▶ Excerpted passage:
────────────────
On several professional company association’s IT priority lists, we see the same things as immediate priorities: “Securing the IT Environment” is usually in the number one position. Included in the Top Ten list are three other security related items: Managing IT Risks / Compliance, ‘Privacy’, and ‘Preventing and Responding to Computer Unauthorized Access / Data Theft / Computer Fraud’, which continues to signify that security needs to be taken seriously and remain a priority for all businesses.
While no network can be 100% protected from cyber-security threats, you can implement a number of security ‘best practices’ which significantly reduces the risk of loss or compromise of data to hackers. Below are a list of the top items to protect your business from the vast majority of cyber threats:
Keep Operating Systems and Applications/Programs Updated: Your Operating System needs to be updated regularly to get the latest protection and patches – especially phones, tablets and other devices. Windows, iOs and Linux have options to insure that your system is checking for updates on a regular basis. Schedule it for 3 am nightly, and you’ll probably never notice it.
Use Antivirus / Anti-Malware: The more protection you can have, the better. Make sure you have an antivirus application (beyond thee operating system), and an anti-malware program running at all times on your machines. Make sure that these are also checking for updates frequently, and make sure that they scan your devices regularly. This should include any devices attached to your machine(s) – USB/thumb Drives, Backup hard drives, Network Attached Storage (NAS), re-writeable media, etc.
Strong Passwords Policy: You should require everyone to use complex passwords, meaning at least eight characters with a combination of upper and lower case letters, numbers and special characters. Visit a site like https://passwordsgenerator.net to create strong passwords. If you want to use a Password Manager, that is fine and may make life easier. You should require personnel change their passwords at least four times per year and personnel should not be able to use previous passwords. Use a different password for each website and login, and do not allow sharing of passwords.
Use Automatic Screen Lock: When a device has been idle for more than 5 minutes it should automatically lock and require appropriate user credentials to be entered to regain access.
Equipment Access: You should limit access to resources to only those staff that absolutely need it.
────────────────
▶ Data extract:
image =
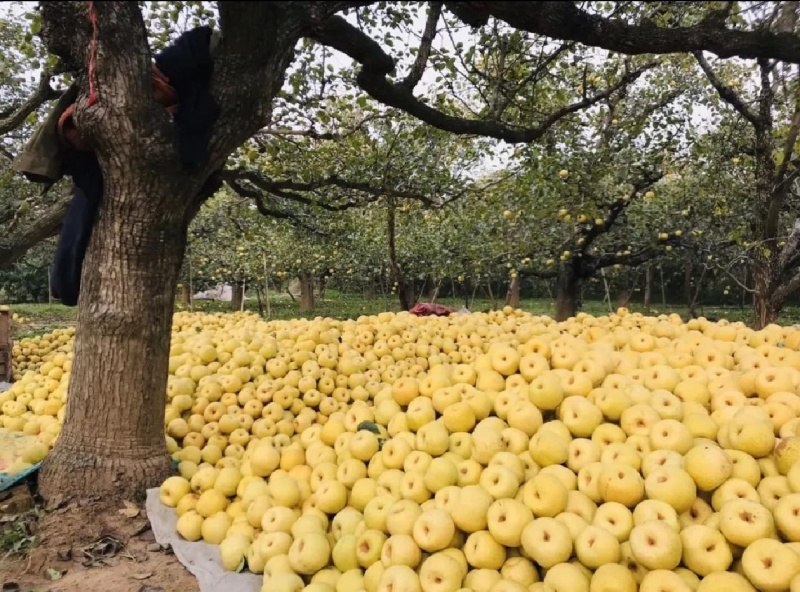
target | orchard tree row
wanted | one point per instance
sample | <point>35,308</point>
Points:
<point>545,140</point>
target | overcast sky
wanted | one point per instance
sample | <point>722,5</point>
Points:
<point>699,119</point>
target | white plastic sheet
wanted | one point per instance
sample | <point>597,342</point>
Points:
<point>201,559</point>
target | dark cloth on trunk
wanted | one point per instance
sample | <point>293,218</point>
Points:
<point>65,277</point>
<point>189,65</point>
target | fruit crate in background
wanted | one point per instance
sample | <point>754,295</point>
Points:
<point>5,346</point>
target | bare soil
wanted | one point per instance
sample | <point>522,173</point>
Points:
<point>94,547</point>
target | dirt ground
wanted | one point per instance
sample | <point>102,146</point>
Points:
<point>114,551</point>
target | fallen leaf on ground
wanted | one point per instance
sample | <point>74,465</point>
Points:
<point>130,510</point>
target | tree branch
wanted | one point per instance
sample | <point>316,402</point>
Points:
<point>791,140</point>
<point>270,212</point>
<point>339,34</point>
<point>787,288</point>
<point>424,51</point>
<point>287,189</point>
<point>726,93</point>
<point>16,117</point>
<point>631,260</point>
<point>315,135</point>
<point>13,247</point>
<point>790,249</point>
<point>564,20</point>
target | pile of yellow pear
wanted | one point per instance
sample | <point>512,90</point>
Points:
<point>497,452</point>
<point>30,353</point>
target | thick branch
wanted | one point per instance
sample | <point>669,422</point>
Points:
<point>591,232</point>
<point>424,51</point>
<point>286,189</point>
<point>257,198</point>
<point>633,259</point>
<point>44,92</point>
<point>786,289</point>
<point>564,20</point>
<point>788,145</point>
<point>726,93</point>
<point>542,274</point>
<point>315,135</point>
<point>339,34</point>
<point>790,250</point>
<point>122,77</point>
<point>14,247</point>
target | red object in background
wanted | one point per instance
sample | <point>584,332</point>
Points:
<point>427,310</point>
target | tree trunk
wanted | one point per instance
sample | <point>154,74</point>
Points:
<point>648,288</point>
<point>568,292</point>
<point>184,296</point>
<point>766,310</point>
<point>405,291</point>
<point>512,296</point>
<point>15,243</point>
<point>688,271</point>
<point>306,293</point>
<point>112,442</point>
<point>237,296</point>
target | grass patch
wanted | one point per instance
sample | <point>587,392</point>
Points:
<point>337,305</point>
<point>17,536</point>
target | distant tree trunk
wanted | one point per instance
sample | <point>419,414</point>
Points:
<point>114,444</point>
<point>237,296</point>
<point>306,293</point>
<point>568,291</point>
<point>688,271</point>
<point>369,290</point>
<point>767,307</point>
<point>405,291</point>
<point>260,301</point>
<point>512,296</point>
<point>184,296</point>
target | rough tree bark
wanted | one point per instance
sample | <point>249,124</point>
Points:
<point>16,243</point>
<point>648,287</point>
<point>512,296</point>
<point>112,442</point>
<point>405,291</point>
<point>306,293</point>
<point>773,272</point>
<point>568,290</point>
<point>237,296</point>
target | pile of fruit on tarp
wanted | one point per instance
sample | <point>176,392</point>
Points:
<point>494,452</point>
<point>20,455</point>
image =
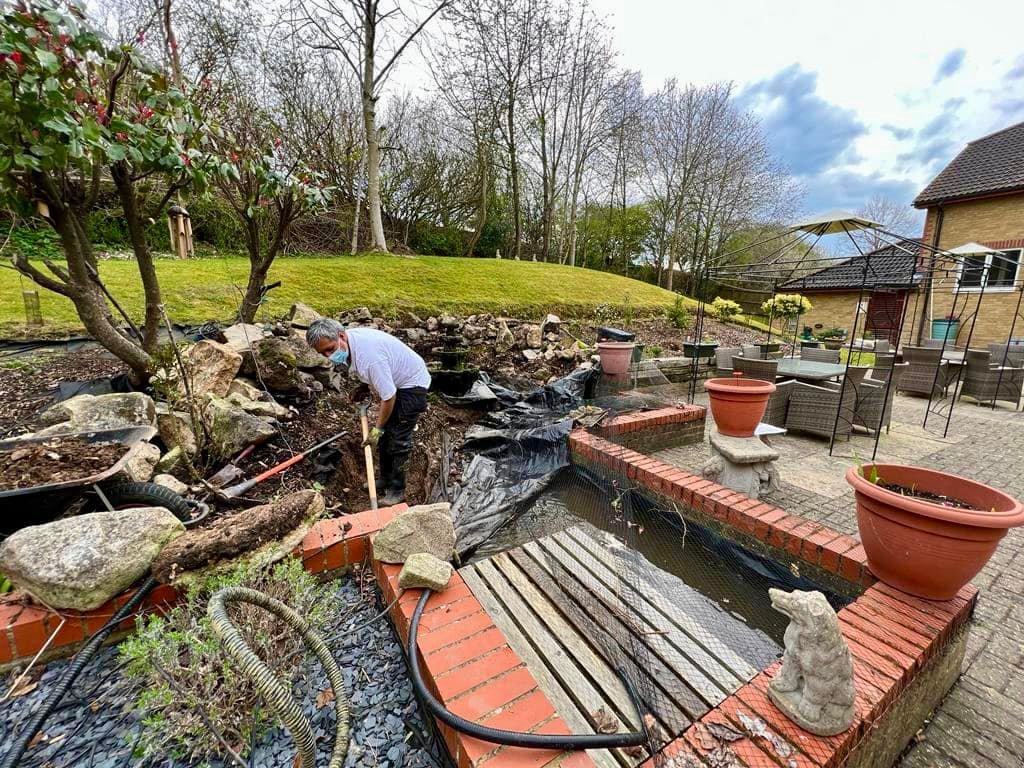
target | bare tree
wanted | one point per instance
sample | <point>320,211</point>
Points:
<point>370,37</point>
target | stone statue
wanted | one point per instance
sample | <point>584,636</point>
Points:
<point>814,687</point>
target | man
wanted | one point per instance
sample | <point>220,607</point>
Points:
────────────────
▶ Complete the following:
1. Return the passage of the security best practices text that begins at the words "Strong Passwords Policy: You" and stops after the words "sharing of passwords.".
2. List every heading that introduces a security practice in the security best practices text.
The items have no connection to the security best practices text.

▶ Written answers:
1.
Strong Passwords Policy: You should require everyone to use complex passwords, meaning at least eight characters with a combination of upper and lower case letters, numbers and special characters. Visit a site like https://passwordsgenerator.net to create strong passwords. If you want to use a Password Manager, that is fine and may make life easier. You should require personnel change their passwords at least four times per year and personnel should not be able to use previous passwords. Use a different password for each website and login, and do not allow sharing of passwords.

2.
- Keep Operating Systems and Applications/Programs Updated
- Use Antivirus / Anti-Malware
- Strong Passwords Policy
- Use Automatic Screen Lock
- Equipment Access